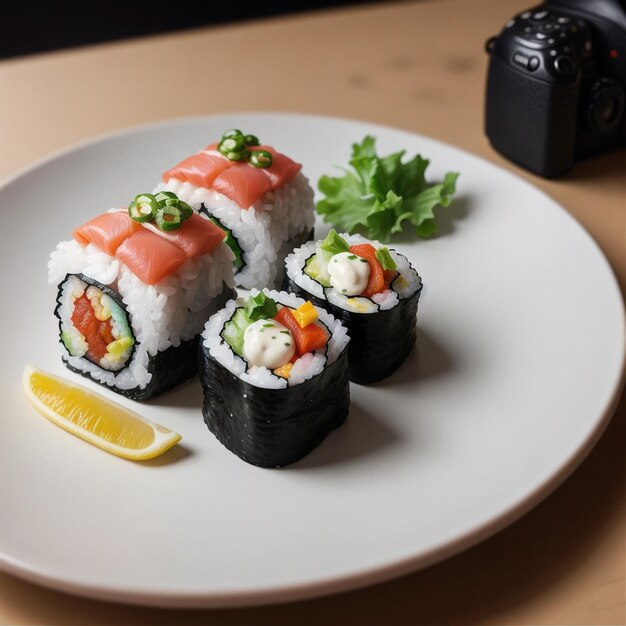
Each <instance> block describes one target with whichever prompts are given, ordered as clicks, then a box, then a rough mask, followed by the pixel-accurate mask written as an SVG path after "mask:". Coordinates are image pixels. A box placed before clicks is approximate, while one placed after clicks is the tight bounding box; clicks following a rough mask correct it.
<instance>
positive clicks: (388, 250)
mask: <svg viewBox="0 0 626 626" xmlns="http://www.w3.org/2000/svg"><path fill="white" fill-rule="evenodd" d="M376 258H377V259H378V262H379V263H380V264H381V265H382V266H383V269H384V270H395V269H398V266H397V265H396V262H395V261H394V260H393V257H392V256H391V253H390V252H389V248H387V246H382V247H381V248H378V250H376Z"/></svg>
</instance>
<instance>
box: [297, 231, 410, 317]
mask: <svg viewBox="0 0 626 626" xmlns="http://www.w3.org/2000/svg"><path fill="white" fill-rule="evenodd" d="M339 235H340V236H341V237H342V238H343V239H345V240H346V242H347V243H348V245H350V246H354V245H357V244H360V243H370V244H372V245H373V246H374V247H375V248H380V247H382V246H383V244H382V243H380V242H379V241H376V240H371V239H366V238H365V237H363V236H361V235H358V234H356V235H349V234H347V233H339ZM320 244H321V241H307V242H306V243H305V244H303V245H302V246H300V247H299V248H296V249H295V250H294V251H293V252H292V253H291V254H288V255H287V258H286V259H285V269H286V272H287V276H289V278H290V279H291V280H292V281H293V282H295V283H296V284H297V285H298V286H300V287H302V289H304V290H305V291H307V292H308V293H310V294H311V295H313V296H316V297H318V298H321V299H322V300H327V301H328V302H330V303H331V304H334V305H335V306H337V307H339V308H341V309H345V310H346V311H351V312H354V313H375V312H376V311H386V310H389V309H392V308H393V307H394V306H396V305H397V304H398V302H399V301H400V300H403V299H405V298H409V297H410V296H412V295H413V294H414V293H415V292H416V291H417V290H418V289H419V288H420V287H421V285H422V279H421V278H420V277H419V275H418V273H417V272H416V271H415V269H414V268H413V266H412V265H411V263H410V262H409V260H408V259H407V257H406V256H404V255H403V254H400V253H399V252H397V251H396V250H394V249H393V248H388V250H389V254H390V255H391V257H392V259H393V260H394V261H395V262H396V265H397V271H398V273H399V277H398V278H396V280H395V281H394V282H393V283H392V285H391V288H390V289H385V290H384V291H382V292H381V293H377V294H374V295H373V296H372V297H371V298H364V297H362V296H346V295H344V294H342V293H341V292H339V291H337V290H336V289H335V288H334V287H323V286H322V285H321V284H320V283H318V282H317V281H316V280H313V279H312V278H311V277H310V276H309V275H308V274H306V273H305V272H304V268H305V264H306V260H307V259H308V258H309V257H310V256H312V255H313V254H315V253H316V252H317V250H318V249H319V246H320Z"/></svg>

....................

- **What is expected**: Could you output every line of the rows above as a Markdown table with the columns No and Line? Number the lines, skip any blank ones, and leave the pictures out.

- **Answer box**:
| No | Line |
|---|---|
| 1 | Each <instance> block describes one target with whichever prompts are given, ordered as clicks, then a box, then a rough mask, followed by the pixel-accurate mask written as an SVG path after "mask:". Coordinates are image pixels. A box placed before clicks is approximate, while one placed after clicks is the tight bounding box; clicks following a rough mask correct it. |
| 2 | <instance> |
| 3 | positive clicks: (388, 250) |
| 4 | mask: <svg viewBox="0 0 626 626" xmlns="http://www.w3.org/2000/svg"><path fill="white" fill-rule="evenodd" d="M376 258H377V259H378V262H379V263H380V264H381V265H382V266H383V269H384V270H395V269H398V266H397V265H396V262H395V261H394V260H393V257H392V256H391V253H390V252H389V248H387V246H382V247H381V248H378V250H376Z"/></svg> |
| 5 | </instance> |
| 6 | <instance> |
| 7 | box: [297, 231, 410, 317] |
| 8 | mask: <svg viewBox="0 0 626 626" xmlns="http://www.w3.org/2000/svg"><path fill="white" fill-rule="evenodd" d="M339 235H340V236H341V237H342V238H343V239H345V240H346V242H347V243H348V245H350V246H354V245H357V244H360V243H370V244H372V245H373V246H374V247H375V248H380V247H382V246H383V244H382V243H380V242H379V241H376V240H371V239H366V238H365V237H363V236H361V235H358V234H356V235H349V234H347V233H339ZM320 244H321V241H307V242H306V243H305V244H303V245H302V246H300V247H299V248H296V249H295V250H294V251H293V252H292V253H291V254H288V255H287V258H286V259H285V269H286V272H287V276H289V278H290V279H291V280H292V281H293V282H295V283H296V284H297V285H298V286H300V287H302V289H304V290H305V291H307V292H308V293H310V294H311V295H313V296H316V297H318V298H321V299H322V300H327V301H328V302H330V303H331V304H334V305H335V306H337V307H339V308H341V309H345V310H346V311H351V312H354V313H375V312H376V311H386V310H389V309H392V308H393V307H394V306H396V305H397V304H398V302H399V301H400V300H403V299H405V298H409V297H410V296H412V295H413V294H414V293H415V292H416V291H417V290H418V289H419V288H420V287H421V285H422V279H421V278H420V277H419V275H418V273H417V272H416V271H415V269H414V268H413V266H412V265H411V263H410V262H409V260H408V259H407V257H406V256H404V255H403V254H400V253H399V252H397V251H396V250H394V249H393V248H388V250H389V254H390V255H391V257H392V259H393V260H394V261H395V262H396V265H397V271H398V273H399V277H398V278H396V280H395V281H394V282H393V283H392V285H391V288H390V289H385V290H384V291H382V292H381V293H377V294H374V295H373V296H372V297H371V298H364V297H362V296H346V295H344V294H342V293H341V292H339V291H337V290H336V289H335V288H334V287H323V286H322V285H321V284H320V283H318V282H317V281H316V280H313V279H312V278H311V277H310V276H309V275H308V274H306V273H305V272H304V268H305V264H306V260H307V259H308V258H309V257H310V256H312V255H313V254H315V253H316V252H317V250H318V249H319V246H320Z"/></svg> |